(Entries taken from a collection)
┌────────
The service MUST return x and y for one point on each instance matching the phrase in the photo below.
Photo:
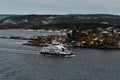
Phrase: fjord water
(21, 62)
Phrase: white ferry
(57, 49)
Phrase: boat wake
(19, 51)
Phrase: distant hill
(57, 19)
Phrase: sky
(60, 7)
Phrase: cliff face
(56, 19)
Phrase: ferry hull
(71, 54)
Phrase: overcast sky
(60, 7)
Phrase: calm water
(21, 62)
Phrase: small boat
(57, 49)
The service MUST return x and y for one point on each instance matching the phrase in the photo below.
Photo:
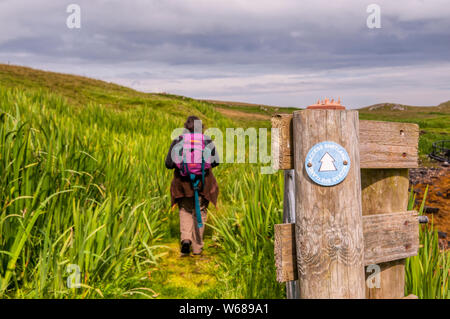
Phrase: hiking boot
(185, 247)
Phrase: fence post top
(327, 104)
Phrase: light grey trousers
(188, 222)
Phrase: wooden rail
(387, 237)
(381, 144)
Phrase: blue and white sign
(327, 163)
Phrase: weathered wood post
(328, 226)
(292, 287)
(321, 249)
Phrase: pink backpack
(193, 163)
(193, 160)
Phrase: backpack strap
(195, 183)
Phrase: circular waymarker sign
(327, 163)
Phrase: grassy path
(186, 277)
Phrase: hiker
(192, 156)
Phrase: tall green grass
(79, 186)
(427, 274)
(85, 184)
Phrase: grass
(82, 182)
(428, 273)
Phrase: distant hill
(434, 121)
(393, 107)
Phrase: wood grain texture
(284, 159)
(387, 237)
(382, 144)
(284, 250)
(386, 190)
(328, 226)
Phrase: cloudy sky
(278, 52)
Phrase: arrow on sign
(327, 163)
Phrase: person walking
(192, 156)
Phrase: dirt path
(189, 277)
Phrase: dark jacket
(181, 185)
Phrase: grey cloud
(167, 43)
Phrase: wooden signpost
(360, 220)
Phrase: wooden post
(328, 225)
(292, 289)
(385, 191)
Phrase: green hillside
(83, 183)
(84, 193)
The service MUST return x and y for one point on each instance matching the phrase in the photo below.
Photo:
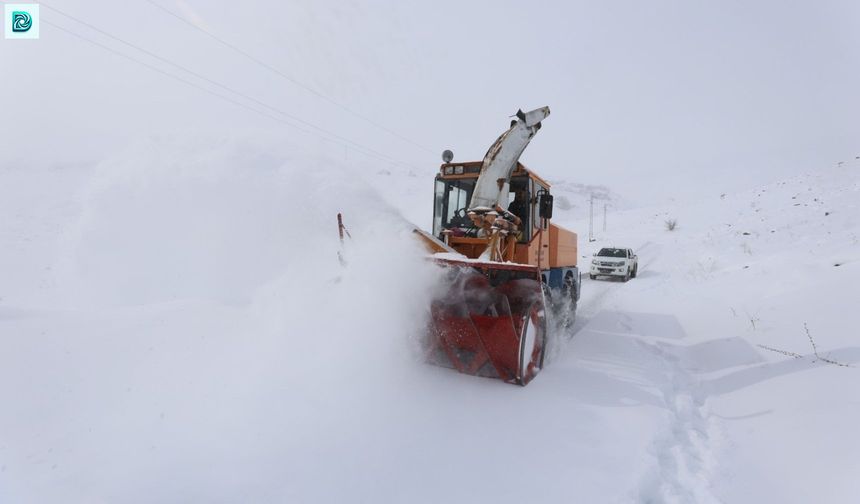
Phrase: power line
(333, 135)
(286, 76)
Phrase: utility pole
(604, 217)
(591, 218)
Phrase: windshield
(452, 201)
(612, 253)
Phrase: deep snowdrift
(175, 327)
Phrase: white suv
(614, 262)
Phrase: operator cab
(455, 184)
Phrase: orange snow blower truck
(507, 267)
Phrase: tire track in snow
(685, 451)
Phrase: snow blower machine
(507, 268)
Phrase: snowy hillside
(175, 327)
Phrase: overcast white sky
(650, 98)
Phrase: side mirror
(545, 206)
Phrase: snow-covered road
(169, 335)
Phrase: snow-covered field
(175, 327)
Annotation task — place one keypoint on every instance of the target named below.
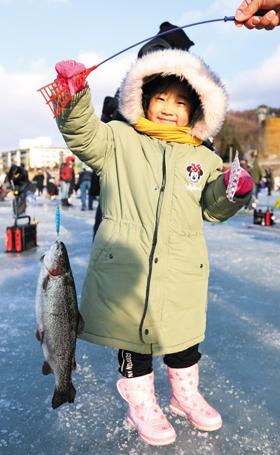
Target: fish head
(56, 259)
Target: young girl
(145, 290)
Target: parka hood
(186, 66)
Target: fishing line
(57, 219)
(57, 94)
(208, 21)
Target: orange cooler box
(21, 237)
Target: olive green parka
(146, 284)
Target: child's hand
(67, 70)
(245, 183)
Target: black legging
(133, 364)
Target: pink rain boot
(187, 401)
(143, 411)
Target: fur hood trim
(184, 65)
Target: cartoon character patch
(194, 172)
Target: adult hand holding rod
(259, 14)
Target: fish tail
(63, 397)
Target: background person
(84, 183)
(66, 177)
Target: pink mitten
(67, 70)
(245, 183)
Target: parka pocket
(188, 256)
(119, 245)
└────────
How to complete this task → All of the data above is to be repeated exactly, with the pictures left out.

Result for this task →
The service MUST return x and y for one point on each instance matching the phrase in the photo below.
Photo:
Phrase: fjord water
(21, 62)
Phrase: white ferry
(57, 49)
Phrase: boat wake
(19, 51)
Phrase: distant hill
(57, 19)
Phrase: sky
(60, 7)
Phrase: cliff face
(56, 19)
Phrase: ferry hull
(71, 54)
Phrase: overcast sky
(60, 7)
Phrase: calm water
(21, 62)
Phrase: small boat
(57, 49)
The service MUST return x and y for one point on each instance matching the phrase in the photo below.
Photo:
Phrase: hiking boot
(185, 247)
Phrase: fence post top
(327, 104)
Phrase: light grey trousers
(188, 222)
Phrase: wooden rail
(387, 237)
(381, 144)
Phrase: blue and white sign
(327, 163)
Phrase: weathered wood post
(328, 226)
(292, 287)
(321, 249)
Phrase: pink backpack
(193, 163)
(193, 160)
Phrase: backpack strap
(195, 183)
Phrase: circular waymarker sign
(327, 163)
Phrase: grassy path
(186, 277)
Phrase: hiker
(192, 156)
Phrase: tall green grass
(79, 186)
(427, 274)
(85, 184)
Phrase: grass
(82, 182)
(428, 273)
Phrase: distant hill
(434, 121)
(393, 107)
Phrase: wood grain texture
(284, 159)
(387, 237)
(382, 144)
(284, 250)
(386, 190)
(328, 226)
Phrase: cloudy sky
(278, 52)
Phrase: arrow on sign
(327, 163)
Phrase: person walking
(192, 156)
Phrase: dirt path
(189, 277)
Phrase: dark jacket
(181, 185)
Phrase: grey cloud
(167, 43)
Phrase: wooden signpost
(360, 220)
Phrase: wooden post
(328, 225)
(292, 289)
(385, 191)
Phrase: green hillside
(83, 183)
(84, 193)
The service MUST return x and y for one point on each instance matching the phrase in the photo below.
Photo:
Phrase: power line
(333, 135)
(286, 76)
Phrase: utility pole
(604, 217)
(591, 218)
Phrase: windshield
(452, 201)
(612, 253)
Phrase: deep snowdrift
(175, 327)
Phrase: white suv
(614, 262)
Phrase: operator cab
(455, 184)
Phrase: orange snow blower truck
(507, 267)
Phrase: tire track in snow
(685, 451)
Phrase: snow blower machine
(507, 268)
Phrase: snowy hillside
(175, 327)
Phrase: overcast white sky
(650, 98)
Phrase: side mirror
(545, 206)
Phrase: snow-covered road
(169, 335)
Phrase: snow-covered field
(175, 327)
Annotation task — place one keypoint on every instance of the target named below.
Target: fish head
(56, 259)
Target: young girl
(145, 290)
Target: parka hood
(186, 66)
Target: fishing line
(57, 219)
(57, 94)
(208, 21)
Target: orange cooler box
(21, 237)
Target: olive green parka
(146, 284)
Target: child's hand
(67, 70)
(245, 183)
Target: black legging
(133, 364)
Target: pink rain boot
(187, 401)
(143, 411)
Target: fur hood trim
(184, 65)
Target: cartoon character patch
(194, 172)
Target: adult hand holding rod
(259, 14)
Target: fish tail
(63, 397)
Target: background person
(84, 183)
(66, 177)
Target: pink mitten
(67, 70)
(245, 183)
Target: parka pocket
(188, 256)
(119, 245)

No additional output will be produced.